> [Texto para ler]:

■ ■ ■ ■ ■ ■ ■

2010 (27.10) - Exercício de "Real Politik" (2)


A INTEGRAÇÃO EUROPEIA E O EURO




DA SERPENTE AO SME
Com vista a encontrar uma solução «europeia» para o problema criado pelo colapso do sistema monetário internacional, a CEE decidiu reunir uma Comissão chefiada por Pierre Werner, Primeiro-ministro do Luxemburgo. Do que se tratava, relembro, era de encontrar um caminho para assegurar a estabilidade cambial entre moedas CEE e, em especial, entre FF e DM. Logo se defrontaram duas teses opostas. A francesa, dita «monetarista» consistia em amarrar solidamente (?) o DM e o FF e esperar que isso determinasse a ‘acomodação’ das duas economias, uma à outra; a alemã, dita «economista», consistia em harmonizar previamente as duas economias e esperar que isso determinasse a estabilidade do câmbio. Um colunista americano bem humorado escreveu que, no caso alemão seria «the dog wagging its tail» (o cão a abanar a sua cauda) mas que no caso francês seria «the tail wagging its dog» (a cauda a abanar o seu cão).

■ ■ ■ ■ ■ ■ ■

> [Material fornecido]:

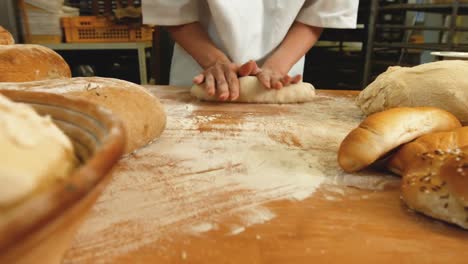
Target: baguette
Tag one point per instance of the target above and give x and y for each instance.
(382, 132)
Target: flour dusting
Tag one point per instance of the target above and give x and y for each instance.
(218, 164)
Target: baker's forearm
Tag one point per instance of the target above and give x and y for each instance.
(297, 42)
(195, 40)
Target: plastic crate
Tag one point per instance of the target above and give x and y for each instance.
(102, 29)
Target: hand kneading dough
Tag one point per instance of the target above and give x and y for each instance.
(142, 114)
(252, 91)
(440, 84)
(26, 62)
(5, 37)
(33, 150)
(381, 132)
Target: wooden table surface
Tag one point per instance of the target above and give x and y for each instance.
(233, 183)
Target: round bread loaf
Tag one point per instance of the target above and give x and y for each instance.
(381, 132)
(26, 62)
(5, 37)
(142, 114)
(412, 156)
(440, 84)
(33, 151)
(438, 186)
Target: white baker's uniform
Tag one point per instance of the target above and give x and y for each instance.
(244, 29)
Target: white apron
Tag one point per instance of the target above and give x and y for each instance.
(244, 29)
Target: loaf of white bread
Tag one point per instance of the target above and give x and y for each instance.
(5, 37)
(28, 62)
(429, 150)
(142, 114)
(383, 131)
(33, 152)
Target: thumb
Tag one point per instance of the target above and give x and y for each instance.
(249, 68)
(198, 79)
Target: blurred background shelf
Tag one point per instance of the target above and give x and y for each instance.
(395, 27)
(78, 55)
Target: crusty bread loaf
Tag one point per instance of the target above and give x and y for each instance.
(26, 62)
(440, 84)
(383, 131)
(411, 156)
(5, 37)
(33, 151)
(142, 114)
(438, 186)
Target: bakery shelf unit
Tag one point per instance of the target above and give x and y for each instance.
(393, 49)
(86, 56)
(337, 61)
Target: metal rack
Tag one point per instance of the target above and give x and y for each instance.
(453, 9)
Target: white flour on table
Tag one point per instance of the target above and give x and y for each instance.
(208, 167)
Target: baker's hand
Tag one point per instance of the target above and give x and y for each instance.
(222, 78)
(273, 78)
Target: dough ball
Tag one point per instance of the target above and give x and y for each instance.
(442, 84)
(252, 91)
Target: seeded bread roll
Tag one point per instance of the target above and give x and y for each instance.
(381, 132)
(5, 37)
(411, 156)
(142, 114)
(439, 188)
(26, 62)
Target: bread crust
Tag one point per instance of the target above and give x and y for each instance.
(28, 62)
(410, 157)
(142, 114)
(438, 186)
(5, 37)
(384, 131)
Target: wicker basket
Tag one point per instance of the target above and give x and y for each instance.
(102, 29)
(40, 228)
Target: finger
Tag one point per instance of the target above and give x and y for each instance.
(198, 79)
(209, 84)
(221, 84)
(276, 84)
(233, 82)
(249, 68)
(296, 79)
(264, 80)
(286, 80)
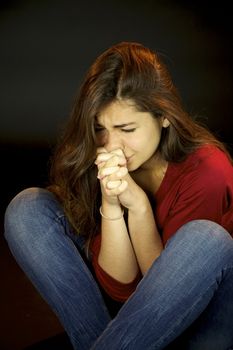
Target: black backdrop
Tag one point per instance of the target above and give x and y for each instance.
(47, 46)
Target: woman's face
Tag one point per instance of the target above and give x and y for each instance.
(121, 125)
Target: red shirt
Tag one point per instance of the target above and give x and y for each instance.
(200, 187)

■ ■ ■ ■ ■ ■ ■

> [A fazer]:
1. Responda a estas perguntas sobre o texto da integração europeia e o euro, uma por linha:
(a) Quem chefiava a Comissão que a CEE decidiu reunir?
(b) Que designação recebia a tese alemã?
(c) Segundo o colunista, a que correspondia o caso francês?
2. Indique se cada afirmação está de acordo com o texto da integração europeia e o euro, citando as palavras que o decidem:
(a) A tese francesa era chamada «monetarista».
(b) A tese alemã propunha amarrar primeiro o DM e o FF.
(c) O colunista que comentou as duas teses era britânico.
3. Escreva a continuação do texto da integração europeia e o euro a partir da última frase apresentada.
As linhas fornecidas não fazem falta para nada do que aqui se pede.

> [Respostas por ordem]:
1.
(a) Pierre Werner, Primeiro-ministro do Luxemburgo.
(b) Era dita «economista».
(c) A «the tail wagging its dog» (a cauda a abanar o seu cão).

2.
(a) Sim: «A francesa, dita «monetarista» consistia em amarrar solidamente (?) o DM e o FF».
(b) Não: «a alemã, dita «economista», consistia em harmonizar previamente as duas economias».
(c) Não: «Um colunista americano bem humorado escreveu».

3.
A 8 de Outubro de 1970 foi publicado o Relatório Werner. A sua versão inicial, anterior ao colapso do SMI, tinha em conta o câmbio das moedas europeias contra dólar americano, isto é, em agonia procurava-se criar um regime de taxas «vagamente fixas» entre dólar e a serpente de bojo estreito constituída pelas moedas europeias. Após o colapso, a versão seguinte foi a da liberdade da serpente monetária relativamente ao dólar. Vejamos então o que significa a «serpente». A espessura da serpente é a distância percentual entre a moeda mais forte (a de menor inflação, o DM) e a moeda mais fraca, variável entre todas as outras. Essa distância percentual foi fixada em 2.25% totais, 1,125% para cada lado. Quando a moeda mais fraca atinge o limite, o banco central do país em questão deve «vender a moeda mais forte» - DM - para regressar para dentro da serpente.

Rapidamente o DM, campeão da baixa inflação se tornou o centro da serpente e todas as outras moedas, dele procuravam não se distanciar. O que rapidamente se tornou difícil senão inviável. Assim em Junho de 1972, a libra irlandesa e a libra inglesa saíram da serpente. Pior foi em Janeiro de 1974 em que foi o FF que teve que sair. Depois regressou em Julho de 1975. Mas em Março de 1976, o FF saiu definitivamente da serpente. Esta saída espevitou o engenho franco-alemão e os dois países entregaram ao duo Helmut Schmidt, Chanceler Alemão e a Giscard D’Estaing, Presidente francês, a pesquisa urgente duma saída para o impasse. O resultado foi consagrado em Julho de 1978 com os acordos de Bremen que criaram o Sistema Monetário Europeu SME.

O Sistema Monetário Europeu (SME) comporta duas componentes: o ECU, a moeda do sistema e o Mecanismo das Taxas de Câmbio, MTC.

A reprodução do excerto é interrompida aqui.